(Natural-language object grounding data)
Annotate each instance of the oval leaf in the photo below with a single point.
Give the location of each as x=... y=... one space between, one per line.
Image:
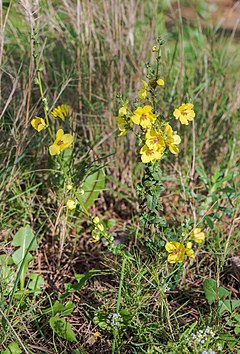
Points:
x=62 y=328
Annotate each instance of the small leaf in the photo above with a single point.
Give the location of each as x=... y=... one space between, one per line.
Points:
x=13 y=348
x=228 y=305
x=36 y=283
x=92 y=186
x=62 y=328
x=212 y=292
x=24 y=237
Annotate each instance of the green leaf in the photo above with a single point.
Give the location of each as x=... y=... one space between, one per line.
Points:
x=92 y=186
x=62 y=328
x=212 y=292
x=13 y=348
x=36 y=283
x=24 y=239
x=228 y=305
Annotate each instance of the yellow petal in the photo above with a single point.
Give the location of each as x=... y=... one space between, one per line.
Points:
x=67 y=139
x=71 y=204
x=38 y=123
x=160 y=82
x=122 y=111
x=59 y=134
x=174 y=149
x=54 y=150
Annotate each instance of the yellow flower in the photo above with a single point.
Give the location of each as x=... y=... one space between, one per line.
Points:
x=171 y=139
x=184 y=113
x=122 y=111
x=197 y=235
x=97 y=223
x=71 y=204
x=96 y=220
x=189 y=251
x=143 y=92
x=38 y=123
x=176 y=250
x=154 y=139
x=62 y=142
x=150 y=155
x=160 y=82
x=96 y=235
x=121 y=125
x=143 y=116
x=61 y=111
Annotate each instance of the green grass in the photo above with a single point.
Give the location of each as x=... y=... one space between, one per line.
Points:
x=89 y=53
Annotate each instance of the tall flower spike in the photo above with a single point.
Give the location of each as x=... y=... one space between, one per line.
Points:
x=143 y=116
x=197 y=235
x=171 y=139
x=176 y=250
x=38 y=123
x=62 y=142
x=61 y=112
x=184 y=113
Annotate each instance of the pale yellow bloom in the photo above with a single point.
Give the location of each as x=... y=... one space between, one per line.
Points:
x=197 y=235
x=121 y=125
x=38 y=123
x=171 y=139
x=176 y=250
x=143 y=116
x=154 y=139
x=122 y=111
x=96 y=220
x=62 y=142
x=150 y=155
x=61 y=111
x=160 y=82
x=143 y=92
x=189 y=251
x=71 y=204
x=184 y=113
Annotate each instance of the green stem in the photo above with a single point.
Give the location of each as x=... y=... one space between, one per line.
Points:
x=44 y=100
x=45 y=109
x=115 y=332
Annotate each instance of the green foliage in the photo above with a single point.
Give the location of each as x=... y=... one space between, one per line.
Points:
x=92 y=186
x=149 y=192
x=213 y=292
x=36 y=283
x=12 y=348
x=62 y=328
x=26 y=241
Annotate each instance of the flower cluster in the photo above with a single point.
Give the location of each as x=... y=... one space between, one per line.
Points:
x=62 y=141
x=114 y=320
x=177 y=250
x=156 y=134
x=97 y=230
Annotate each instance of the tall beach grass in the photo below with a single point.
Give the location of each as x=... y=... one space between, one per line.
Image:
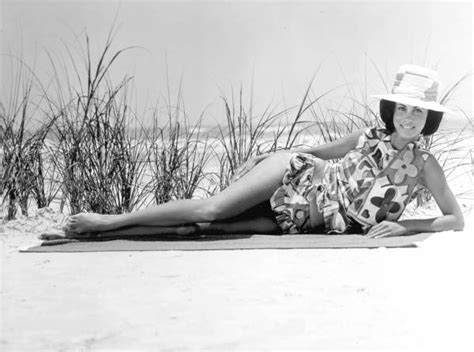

→ TASK TO CARRY OUT: Output the records exactly, pictures excluded.

→ COMPLETED EXERCISE:
Annotate each instance of the oval leaf in the photo below with a single point.
Give the location of each as x=... y=... one space between, one per line.
Image:
Points:
x=62 y=328
Annotate each instance of the small leaf in the photo above with a single point.
Give the location of each as x=... y=... one space between, one per line.
Points:
x=13 y=348
x=228 y=305
x=36 y=283
x=92 y=186
x=62 y=328
x=212 y=292
x=24 y=237
Annotate each instance of the green leaf in the photo above with a single point.
Give the location of each as x=... y=... one space between, one per line.
Points:
x=92 y=186
x=62 y=328
x=212 y=292
x=13 y=348
x=36 y=283
x=24 y=239
x=228 y=305
Annotate each instance of the yellow petal in the photo above with a single point.
Give the location of each as x=... y=... one space between, one per line.
Points:
x=67 y=139
x=71 y=204
x=38 y=123
x=160 y=82
x=122 y=111
x=59 y=134
x=174 y=149
x=54 y=150
Annotate each instance of the yellow flower in the photo above with a single point.
Give the location of each as x=... y=... one space between, one per line.
Points:
x=171 y=139
x=184 y=113
x=122 y=111
x=197 y=235
x=97 y=223
x=71 y=204
x=96 y=220
x=189 y=251
x=143 y=92
x=38 y=123
x=176 y=250
x=154 y=139
x=62 y=142
x=150 y=155
x=160 y=82
x=96 y=235
x=121 y=125
x=143 y=116
x=61 y=111
Annotate each instance of the green grass in the photo above with a single point.
Give the location of each as x=... y=... one space between, one per line.
Points:
x=89 y=53
Annotate each instance of the tall flower spike in the photo above with a single point.
Give the location of each as x=... y=... one space between, one per line.
Points:
x=143 y=116
x=197 y=235
x=171 y=139
x=176 y=250
x=38 y=123
x=62 y=142
x=61 y=112
x=184 y=113
Annotate each instance of the pale yellow bloom in the photo above with a single point.
Give the location of each as x=... y=... one space between, one per line.
Points:
x=197 y=235
x=121 y=125
x=38 y=123
x=171 y=139
x=176 y=250
x=143 y=116
x=154 y=139
x=122 y=111
x=96 y=220
x=62 y=142
x=150 y=155
x=61 y=111
x=160 y=82
x=143 y=92
x=189 y=251
x=71 y=204
x=184 y=113
Annotate each instance of the green stem in the photo above with a single point.
Give the location of each as x=... y=... one space between, one per line.
Points:
x=44 y=100
x=45 y=109
x=115 y=332
Annotate each instance of the green foliage in the photo above with a single point.
Give the location of each as x=... y=... one space between, one per line.
Points:
x=92 y=186
x=149 y=192
x=213 y=292
x=36 y=283
x=12 y=348
x=62 y=328
x=26 y=241
Annotate each instance of the flower cluster in the photo above with a single point.
Give the location of each as x=... y=... one space between, one per line.
Points:
x=62 y=141
x=114 y=320
x=177 y=250
x=156 y=134
x=97 y=230
Annotate each instance of the tall beach grass in the photo below with a single point.
Give the location of each as x=... y=... one space between, one per line.
Image:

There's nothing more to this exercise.